[BEGIN Source]

Fan Clutch

Mike L

NAXJA Forum User
Location
Anaheim, CA
I tried searching and saw there is no real way to check the fan clutch. My car tends to run warm at idle but will go back down in temp. This makes me think the fan clutch is bad. It doesn't spin freely when it is hot and I check it but seems to not be as tight as a new one. Although I am not real sure since it has been about 2-3 years since I replaced it.

On occasion my rig runs hot going up steep inclines as well. The radiator is a GDI 3 core that I put in less than a year ago. I also replaced all the hoses at the time I installed it.

Any ideas? Has anyone welded the fan clutch so it is locked all the time? If so, are there any complications? I would think it would pull more air all the time since it will spin all the time with the belt. Thanks.

-Mike
 
The fan clutch is supposed to slip when it gets hot, but will tend to slip at any temperature when it fails. Here's the "quick and dirty" check:

1) Run your engine up to operating temperature.
2) Turn OFF your engine. Put the keys IN YOUR POCKET (Sorry, but when you've worked on vehicles with your kids, you tend to get a little paranoid...)
3) Grab a blade on the belt-driven fan and turn it. There should be significant resistance - if there isn't, your fan clutch is probably shot.
4) Replace as required.

I've heard of drilling it out to take a bolt - but I'd want to do at least two (dynamic balance) if I was doing it for any length of time. I'm also working on plans for a "fan clutch eliminator" which will be solid steel and use OEM parts on both ends - that one's a matter of time.

I've not heard of anyone welding a fan clutch, and I'm inclined to think it won't work (from what I remember, the casing is aluminum and the hub is steel - won't weld together well.) I've been tempted to try brazing it (which will work nicely with dissimilar metals,) but the opportunity has not presented itself.

5-90
 
5-90 said:
The fan clutch is supposed to slip when it gets hot, but will tend to slip at any temperature when it fails. Here's the "quick and dirty" check:

1) Run your engine up to operating temperature.
2) Turn OFF your engine. Put the keys IN YOUR POCKET (Sorry, but when you've worked on vehicles with your kids, you tend to get a little paranoid...)
3) Grab a blade on the belt-driven fan and turn it. There should be significant resistance - if there isn't, your fan clutch is probably shot.
4) Replace as required.

[END Source]

**Stated exercise**
In the fan clutch forum thread, what should you feel when you turn a blade of the belt-driven fan after warming up the engine and shutting it off?

[BEGIN Data listing]

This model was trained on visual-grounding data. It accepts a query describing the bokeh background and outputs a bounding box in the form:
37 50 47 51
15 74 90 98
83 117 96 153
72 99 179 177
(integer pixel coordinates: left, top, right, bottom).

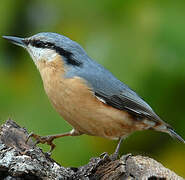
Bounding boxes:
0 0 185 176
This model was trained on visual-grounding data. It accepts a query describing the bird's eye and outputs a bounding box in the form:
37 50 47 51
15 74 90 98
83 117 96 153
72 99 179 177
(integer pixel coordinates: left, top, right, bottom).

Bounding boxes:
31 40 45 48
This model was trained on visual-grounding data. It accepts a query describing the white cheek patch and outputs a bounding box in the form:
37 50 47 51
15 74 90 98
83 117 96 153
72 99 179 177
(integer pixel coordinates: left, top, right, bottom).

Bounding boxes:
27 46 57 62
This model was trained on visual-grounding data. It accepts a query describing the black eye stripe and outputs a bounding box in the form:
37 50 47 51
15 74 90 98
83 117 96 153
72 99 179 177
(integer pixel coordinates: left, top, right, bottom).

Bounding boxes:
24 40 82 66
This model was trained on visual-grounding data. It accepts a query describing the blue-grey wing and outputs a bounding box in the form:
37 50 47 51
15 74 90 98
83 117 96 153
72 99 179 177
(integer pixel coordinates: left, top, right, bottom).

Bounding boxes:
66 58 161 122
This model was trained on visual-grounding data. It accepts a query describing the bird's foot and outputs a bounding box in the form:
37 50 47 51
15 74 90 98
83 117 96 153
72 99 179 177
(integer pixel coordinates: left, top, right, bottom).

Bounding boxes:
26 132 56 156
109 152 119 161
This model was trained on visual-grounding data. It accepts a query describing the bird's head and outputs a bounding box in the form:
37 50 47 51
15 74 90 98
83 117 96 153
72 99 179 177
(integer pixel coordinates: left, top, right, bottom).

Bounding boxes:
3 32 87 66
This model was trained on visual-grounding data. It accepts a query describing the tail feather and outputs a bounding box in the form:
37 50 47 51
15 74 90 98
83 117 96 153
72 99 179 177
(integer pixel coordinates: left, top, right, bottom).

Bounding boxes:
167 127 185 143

[END Data listing]
[BEGIN Data listing]

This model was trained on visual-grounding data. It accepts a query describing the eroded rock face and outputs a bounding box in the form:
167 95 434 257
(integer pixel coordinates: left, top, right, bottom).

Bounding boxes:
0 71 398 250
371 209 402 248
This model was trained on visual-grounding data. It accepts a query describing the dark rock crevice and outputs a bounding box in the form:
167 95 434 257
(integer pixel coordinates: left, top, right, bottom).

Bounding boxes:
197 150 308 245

[END Data listing]
[BEGIN Data listing]

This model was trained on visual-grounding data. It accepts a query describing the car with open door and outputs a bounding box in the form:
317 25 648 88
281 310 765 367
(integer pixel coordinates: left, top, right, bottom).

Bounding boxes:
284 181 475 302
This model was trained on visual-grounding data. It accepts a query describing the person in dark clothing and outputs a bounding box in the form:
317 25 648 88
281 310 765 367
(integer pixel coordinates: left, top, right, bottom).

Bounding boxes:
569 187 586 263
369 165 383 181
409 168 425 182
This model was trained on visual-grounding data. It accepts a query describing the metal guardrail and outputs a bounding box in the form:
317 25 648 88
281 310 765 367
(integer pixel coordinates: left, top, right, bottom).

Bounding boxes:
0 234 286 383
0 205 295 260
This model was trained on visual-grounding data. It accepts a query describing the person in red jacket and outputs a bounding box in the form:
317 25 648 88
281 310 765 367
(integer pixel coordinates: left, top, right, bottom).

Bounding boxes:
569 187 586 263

[END Data listing]

**Answer to this exercise**
Significant resistance. If there isn't any, the fan clutch is probably shot.